__WORK TO COMPLETE__:
(a) List every person named in the Evan Dhu Cameron biography other than Cameron himself.
(b) Write the next part of the Evan Dhu Cameron biography, picking up after its final sentence.

President of the Baptist General Convention of Indian Territory
- In office 1904–1905

Oklahoma Territory Superintendent of Public Instruction
- In office February 21, 1894 – November 30, 1896
- Governor: William Cary Renfrow
- Preceded by: Joseph Homer Parker
- Succeeded by: Albert Owen Nichols

Personal details
- Born: February 26, 1862 Richmond County, North Carolina, U.S.
- Died: July 29, 1923 (aged 61) Tahlequah, Oklahoma, U.S.
- Resting place: Okmulgee, Oklahoma
- Party: Democratic Party
- Spouse: Clara Williams
- Education: Trinity College Dick and Dillard School of Law

= Evan Dhu Cameron =

American politician and educator (1862–1923)

Evan Dhu Cameron was an American politician and educator who served as the first Oklahoma Superintendent of Public Instruction from 1907 to 1911 and as the Oklahoma Territory Superintendent of Public Instruction from 1894 to 1897.

__PROVIDED RECORDS__:
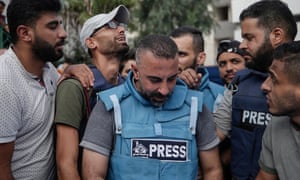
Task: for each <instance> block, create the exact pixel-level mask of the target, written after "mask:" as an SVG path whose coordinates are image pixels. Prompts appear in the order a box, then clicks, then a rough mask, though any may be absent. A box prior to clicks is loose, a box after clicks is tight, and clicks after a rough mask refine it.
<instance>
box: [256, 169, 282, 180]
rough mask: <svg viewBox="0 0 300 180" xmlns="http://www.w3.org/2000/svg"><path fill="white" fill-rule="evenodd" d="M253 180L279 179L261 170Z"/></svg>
mask: <svg viewBox="0 0 300 180" xmlns="http://www.w3.org/2000/svg"><path fill="white" fill-rule="evenodd" d="M255 179H256V180H278V179H279V178H278V177H277V175H275V174H270V173H267V172H265V171H263V170H260V171H259V173H258V175H257V177H256V178H255Z"/></svg>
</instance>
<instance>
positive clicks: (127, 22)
mask: <svg viewBox="0 0 300 180" xmlns="http://www.w3.org/2000/svg"><path fill="white" fill-rule="evenodd" d="M113 19H115V20H116V21H118V22H119V23H125V24H127V23H128V20H129V11H128V9H127V8H126V7H125V6H124V5H119V6H118V7H116V8H115V9H113V10H112V11H111V12H109V13H107V14H98V15H95V16H93V17H91V18H89V19H88V20H86V21H85V23H84V24H83V26H82V29H81V32H80V42H81V45H82V47H83V48H84V50H85V51H86V52H88V48H87V46H86V44H85V40H86V39H87V38H89V37H90V36H91V35H92V34H93V33H94V31H95V30H96V29H98V28H100V27H101V26H104V25H105V24H107V23H108V22H110V21H111V20H113Z"/></svg>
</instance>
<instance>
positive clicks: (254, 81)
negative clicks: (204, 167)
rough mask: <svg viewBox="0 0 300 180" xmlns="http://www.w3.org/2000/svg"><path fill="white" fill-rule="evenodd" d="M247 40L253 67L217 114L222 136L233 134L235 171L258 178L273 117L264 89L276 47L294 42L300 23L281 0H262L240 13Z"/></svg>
mask: <svg viewBox="0 0 300 180" xmlns="http://www.w3.org/2000/svg"><path fill="white" fill-rule="evenodd" d="M240 23H241V32H242V37H243V41H242V43H241V45H240V48H242V49H244V50H245V51H247V52H248V53H249V54H250V55H251V59H252V60H251V61H250V62H249V63H247V66H248V67H249V69H245V70H242V71H239V72H238V73H237V74H236V78H235V80H233V81H234V82H233V86H232V89H231V90H229V91H227V92H225V93H224V98H223V100H222V103H221V104H220V105H219V108H218V110H217V111H216V113H215V121H216V124H217V130H218V135H219V137H220V139H224V138H225V136H230V137H231V171H232V175H233V178H235V179H254V178H255V177H256V175H257V173H258V170H259V166H258V159H259V154H260V151H261V140H262V135H263V132H264V130H265V127H266V125H267V124H268V123H269V121H270V120H271V114H270V113H269V112H268V107H267V104H266V100H265V99H266V98H265V96H264V94H263V92H262V91H261V89H260V86H261V84H262V83H263V81H264V80H265V79H266V78H267V73H266V72H267V70H268V67H269V66H270V65H271V63H272V54H273V51H274V48H275V47H277V46H278V45H280V44H282V43H284V42H288V41H292V40H293V39H294V38H295V36H296V34H297V25H296V22H295V19H294V17H293V14H292V13H291V11H290V9H289V8H288V7H287V5H286V4H285V3H283V2H281V1H259V2H256V3H254V4H252V5H250V6H249V7H248V8H246V9H244V10H243V11H242V13H241V14H240ZM229 132H231V133H230V134H229Z"/></svg>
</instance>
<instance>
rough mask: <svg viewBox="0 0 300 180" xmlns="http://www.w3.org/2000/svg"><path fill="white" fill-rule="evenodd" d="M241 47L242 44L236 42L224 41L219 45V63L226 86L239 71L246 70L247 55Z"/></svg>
mask: <svg viewBox="0 0 300 180" xmlns="http://www.w3.org/2000/svg"><path fill="white" fill-rule="evenodd" d="M239 46H240V42H239V41H236V40H222V41H221V42H220V43H219V47H218V53H217V63H218V67H219V72H220V77H221V79H222V81H223V82H224V83H225V85H226V86H227V85H228V84H230V83H231V81H232V80H233V78H234V76H235V74H236V73H237V72H238V71H239V70H242V69H244V68H246V59H245V57H244V56H246V53H245V51H244V50H242V49H240V48H239Z"/></svg>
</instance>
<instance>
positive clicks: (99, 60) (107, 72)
mask: <svg viewBox="0 0 300 180" xmlns="http://www.w3.org/2000/svg"><path fill="white" fill-rule="evenodd" d="M86 45H87V47H88V48H89V49H90V51H91V53H92V57H93V64H94V65H95V66H96V67H97V69H98V70H99V71H101V73H102V75H103V76H104V78H105V79H106V80H107V81H108V82H110V83H111V84H117V82H118V79H117V77H118V74H119V66H120V58H119V56H118V53H123V52H127V51H128V48H129V47H128V45H127V42H126V36H125V29H124V27H121V26H118V27H117V28H116V29H110V28H109V27H108V26H104V27H103V28H101V29H100V30H98V31H97V32H96V33H94V35H93V36H92V37H90V38H87V39H86Z"/></svg>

__RESPONSES FOR EACH TASK__:
(a) William Cary Renfrow, Joseph Homer Parker, Albert Owen Nichols, Clara Williams

(b)
==Early life, education, and early career==
Evan Dhu Cameron was born on February 26, 1862, to Caroline Crawford and John Worth Cameron in Richmond County, North Carolina as the youngest of seven children. His family was descended from Scottish immigrants. His father was a lawyer, editor, and former military officer. He attended school in Richmond, North Carolina, later attended Trinity College, and graduated from the Dick and Dillard School of Law in 1881. He practiced law for seven years in North Carolina. In 1888 he was licensed by the Methodist Episcopal Church. He worked as a pastor in Texas before moving to Oklahoma Territory in 1891. He married Clara Williams in 1890. In 1901 he switched denominations and joined the Southern Baptist Convention. He was the president of the Baptist General Convention of Indian Territory from 1904 to 1905.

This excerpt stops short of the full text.